WORK ITEM -
Say how many lines in the following entries include "below", and add nothing else.
START RECORDS PROVIDED
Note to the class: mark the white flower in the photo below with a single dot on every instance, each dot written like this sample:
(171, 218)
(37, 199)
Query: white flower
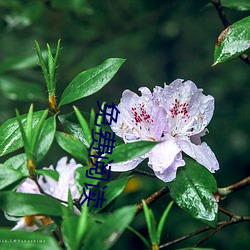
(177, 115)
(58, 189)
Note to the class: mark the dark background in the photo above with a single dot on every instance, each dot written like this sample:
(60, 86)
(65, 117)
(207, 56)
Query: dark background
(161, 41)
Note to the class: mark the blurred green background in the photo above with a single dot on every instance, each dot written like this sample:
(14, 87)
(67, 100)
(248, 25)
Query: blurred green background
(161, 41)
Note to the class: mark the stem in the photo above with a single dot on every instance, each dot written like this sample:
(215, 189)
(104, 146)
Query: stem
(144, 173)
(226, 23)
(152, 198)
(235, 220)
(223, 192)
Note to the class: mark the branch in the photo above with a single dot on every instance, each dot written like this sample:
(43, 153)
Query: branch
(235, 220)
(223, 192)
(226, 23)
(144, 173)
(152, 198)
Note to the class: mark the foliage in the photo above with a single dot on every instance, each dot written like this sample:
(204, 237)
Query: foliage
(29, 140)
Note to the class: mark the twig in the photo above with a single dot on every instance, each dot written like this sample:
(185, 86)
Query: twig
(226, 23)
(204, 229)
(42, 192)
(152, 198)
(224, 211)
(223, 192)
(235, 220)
END RECORDS PROVIDED
START RECORDS PROVIDED
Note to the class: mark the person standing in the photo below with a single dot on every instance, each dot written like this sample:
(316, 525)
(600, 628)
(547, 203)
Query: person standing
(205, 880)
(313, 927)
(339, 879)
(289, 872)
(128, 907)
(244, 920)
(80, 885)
END RECORDS PROVIDED
START RECORDS PROVIDED
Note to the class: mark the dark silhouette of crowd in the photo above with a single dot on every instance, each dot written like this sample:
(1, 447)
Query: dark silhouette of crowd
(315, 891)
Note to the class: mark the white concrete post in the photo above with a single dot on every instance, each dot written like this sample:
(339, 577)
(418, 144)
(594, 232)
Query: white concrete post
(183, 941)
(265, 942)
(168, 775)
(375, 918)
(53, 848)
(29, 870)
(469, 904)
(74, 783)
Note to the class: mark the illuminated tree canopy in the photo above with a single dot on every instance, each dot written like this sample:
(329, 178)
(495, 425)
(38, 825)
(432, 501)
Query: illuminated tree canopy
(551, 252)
END RECORDS PROVIDED
SOLUTION FOR THIS EXERCISE -
2